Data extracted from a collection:
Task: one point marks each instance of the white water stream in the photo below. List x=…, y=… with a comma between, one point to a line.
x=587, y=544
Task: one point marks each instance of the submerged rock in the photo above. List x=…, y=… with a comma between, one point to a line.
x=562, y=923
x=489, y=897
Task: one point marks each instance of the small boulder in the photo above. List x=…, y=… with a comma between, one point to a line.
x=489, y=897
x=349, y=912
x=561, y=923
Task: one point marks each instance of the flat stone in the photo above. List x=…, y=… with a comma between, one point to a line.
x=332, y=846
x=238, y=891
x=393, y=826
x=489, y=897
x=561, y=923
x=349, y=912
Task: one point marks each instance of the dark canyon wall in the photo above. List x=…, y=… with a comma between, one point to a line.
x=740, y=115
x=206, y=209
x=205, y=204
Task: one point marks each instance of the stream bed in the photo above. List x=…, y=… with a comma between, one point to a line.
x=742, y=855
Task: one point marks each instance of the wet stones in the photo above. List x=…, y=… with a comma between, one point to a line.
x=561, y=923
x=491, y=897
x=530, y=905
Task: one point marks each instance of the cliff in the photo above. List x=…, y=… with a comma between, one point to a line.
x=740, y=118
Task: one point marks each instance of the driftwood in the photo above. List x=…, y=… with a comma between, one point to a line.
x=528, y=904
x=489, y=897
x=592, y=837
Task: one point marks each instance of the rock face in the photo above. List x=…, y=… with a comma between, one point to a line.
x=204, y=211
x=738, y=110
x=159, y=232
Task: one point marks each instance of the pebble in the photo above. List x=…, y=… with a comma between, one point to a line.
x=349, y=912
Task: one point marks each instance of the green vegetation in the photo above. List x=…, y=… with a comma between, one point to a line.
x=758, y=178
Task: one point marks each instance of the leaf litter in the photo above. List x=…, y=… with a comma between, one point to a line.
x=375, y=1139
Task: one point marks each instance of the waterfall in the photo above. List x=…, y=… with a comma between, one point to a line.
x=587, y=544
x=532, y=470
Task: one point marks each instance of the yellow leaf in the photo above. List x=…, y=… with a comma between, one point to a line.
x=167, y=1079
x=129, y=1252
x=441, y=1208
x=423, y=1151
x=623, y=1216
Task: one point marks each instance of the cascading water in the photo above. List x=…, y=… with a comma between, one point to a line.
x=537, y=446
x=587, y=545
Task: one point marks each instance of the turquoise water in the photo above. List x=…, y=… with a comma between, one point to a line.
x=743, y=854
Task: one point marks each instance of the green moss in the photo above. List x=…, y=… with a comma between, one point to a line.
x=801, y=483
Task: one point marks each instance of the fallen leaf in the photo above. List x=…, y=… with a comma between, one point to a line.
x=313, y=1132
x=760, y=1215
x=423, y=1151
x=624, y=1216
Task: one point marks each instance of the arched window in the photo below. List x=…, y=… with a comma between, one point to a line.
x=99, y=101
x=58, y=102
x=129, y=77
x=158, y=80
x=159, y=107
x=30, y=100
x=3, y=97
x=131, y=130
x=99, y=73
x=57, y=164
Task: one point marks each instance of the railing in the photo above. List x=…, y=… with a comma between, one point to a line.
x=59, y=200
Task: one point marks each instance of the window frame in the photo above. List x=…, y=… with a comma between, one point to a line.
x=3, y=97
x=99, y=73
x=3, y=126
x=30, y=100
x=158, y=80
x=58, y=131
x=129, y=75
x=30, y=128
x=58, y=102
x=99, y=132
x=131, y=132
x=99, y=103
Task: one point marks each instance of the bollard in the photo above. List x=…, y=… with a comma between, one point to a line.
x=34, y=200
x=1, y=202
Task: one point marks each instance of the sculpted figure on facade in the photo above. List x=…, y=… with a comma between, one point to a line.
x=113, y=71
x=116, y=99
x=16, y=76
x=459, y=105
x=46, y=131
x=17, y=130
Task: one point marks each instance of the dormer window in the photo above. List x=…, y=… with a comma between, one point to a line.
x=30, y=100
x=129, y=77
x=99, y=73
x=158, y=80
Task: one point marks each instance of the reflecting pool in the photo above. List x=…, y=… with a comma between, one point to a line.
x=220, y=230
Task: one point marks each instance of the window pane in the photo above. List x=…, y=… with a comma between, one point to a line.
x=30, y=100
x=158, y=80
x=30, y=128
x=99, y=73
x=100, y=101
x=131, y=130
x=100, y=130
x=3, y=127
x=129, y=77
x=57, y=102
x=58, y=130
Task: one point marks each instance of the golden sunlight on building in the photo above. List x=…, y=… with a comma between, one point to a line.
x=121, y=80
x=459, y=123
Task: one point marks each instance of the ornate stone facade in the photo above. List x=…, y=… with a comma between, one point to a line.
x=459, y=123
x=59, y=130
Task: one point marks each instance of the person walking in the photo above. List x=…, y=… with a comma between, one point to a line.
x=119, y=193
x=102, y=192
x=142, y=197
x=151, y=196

Work to complete –
Your answer should consist of every entry, repeated exactly.

Result of this task –
Task: one point marks each instance of the white water stream in the photo below. List x=…, y=… with a comma between, one point to a line.
x=587, y=544
Task: one point marks each instance of the submerged rock in the photo above. List x=…, y=… with a comma between, one point to a line.
x=562, y=923
x=489, y=897
Task: one point marks each instance of the small boulder in the photo above. List x=…, y=… with a comma between, one point to a line.
x=489, y=897
x=349, y=912
x=561, y=923
Task: one point marks each instance of the flat stone in the photo above. List x=…, y=… with a comma between, one point to a line.
x=332, y=846
x=238, y=891
x=393, y=826
x=489, y=897
x=561, y=923
x=349, y=912
Task: one point marks each instance of the dark canyon wall in the photo above. List x=…, y=… with a comma between, one point to a line.
x=740, y=115
x=206, y=209
x=205, y=204
Task: one point marks each instance of the stream bed in the photo above. List x=…, y=… with a comma between, one point to a line.
x=742, y=855
Task: one point marks each instance of the wet stones in the photo above. List x=…, y=… with a comma between, one point to a line.
x=561, y=923
x=491, y=897
x=530, y=905
Task: one point marks each instance of the cliff in the photo above. List x=…, y=… with a comma between, one point to a line.
x=740, y=118
Task: one point marks each instance of the driftwood in the photo above. List x=…, y=… with a comma between, one point to a line.
x=528, y=904
x=489, y=897
x=592, y=837
Task: one point marks each instance of the rock face in the photo above. List x=…, y=… with a comma between, one point to a line.
x=204, y=211
x=738, y=110
x=159, y=232
Task: one point marks each instance of the pebble in the photo above. List x=…, y=… with a comma between, one point to a line.
x=349, y=912
Task: one point marks each instance of the green vegetation in the photo above. List x=…, y=… with a comma between, one point to a line.
x=758, y=178
Task: one point marks each instance of the leaf litter in the photo above. List x=…, y=… with a comma between, one point to a line.
x=375, y=1139
Task: one point marks each instance of the waterfall in the photo above. List x=…, y=… with a comma between, one point to a line.
x=587, y=544
x=532, y=470
Task: one point marks each instance of the yellow leaf in the photo above. List x=…, y=… with a comma between, one point to a line.
x=167, y=1079
x=129, y=1252
x=441, y=1208
x=423, y=1151
x=623, y=1216
Task: one point marks each instance of the cascading water in the photo above. List x=…, y=… with a comma between, one point to a line.
x=537, y=446
x=587, y=545
Task: one point marks each instance of the turquoise water in the photo above. List x=…, y=… with a comma between, one point to a line.
x=743, y=854
Task: one point marks each instance of the green moss in the photo above. List x=…, y=… with a comma between, one point to a line.
x=801, y=483
Task: one point marks each instance of the fallen leaf in the photo above. List x=…, y=… with a comma between, one point to a line.
x=313, y=1132
x=760, y=1215
x=423, y=1151
x=624, y=1216
Task: one point marks each instance of the arched window in the photo below. List x=…, y=… with a comma between, one point to a line.
x=99, y=101
x=58, y=102
x=129, y=77
x=158, y=80
x=159, y=107
x=30, y=100
x=3, y=97
x=131, y=130
x=99, y=73
x=57, y=164
Task: one point marks each instance of the railing in the photo above. List x=…, y=… with a comma between, one point to a line.
x=59, y=200
Task: one point marks each instance of the window frame in the photo above. List x=…, y=… with a comma between, one point to a line.
x=3, y=97
x=99, y=73
x=3, y=126
x=30, y=100
x=158, y=80
x=58, y=131
x=129, y=75
x=30, y=128
x=58, y=102
x=99, y=132
x=131, y=132
x=99, y=103
Task: one point marks each instance of the bollard in the photo above. List x=…, y=… with a comma between, one point to a line.
x=34, y=200
x=1, y=202
Task: one point marks each instance of the sculpted figure on facade in the photo above. List x=…, y=… with a comma between, one point to a line.
x=113, y=71
x=116, y=99
x=16, y=76
x=459, y=105
x=46, y=131
x=17, y=130
Task: one point marks each instance of the dormer window in the photo above. List x=…, y=… with a comma between, one point to a line.
x=30, y=100
x=129, y=77
x=99, y=73
x=158, y=80
Task: one point marks each instance of the reflecting pool in the photo above. List x=…, y=… with a comma between, one point to a line.
x=220, y=230
Task: one point marks each instance of the window pane in the photo above. List x=…, y=… with a comma between, one point to a line.
x=30, y=100
x=158, y=80
x=30, y=128
x=99, y=73
x=100, y=101
x=131, y=130
x=100, y=130
x=3, y=127
x=129, y=77
x=57, y=102
x=58, y=130
Task: one point marks each instance of the golden sunlight on building in the photo above. List x=…, y=… with a comma between, one point to a line.
x=121, y=80
x=459, y=123
Task: one point marks each instance of the ornate stone facade in the photo above. List x=…, y=… with a comma between, one point to a line.
x=459, y=123
x=59, y=130
Task: one point marks each instance of the person walking in the photo above. List x=…, y=… with a comma between, one point to a line.
x=119, y=193
x=102, y=192
x=142, y=197
x=151, y=196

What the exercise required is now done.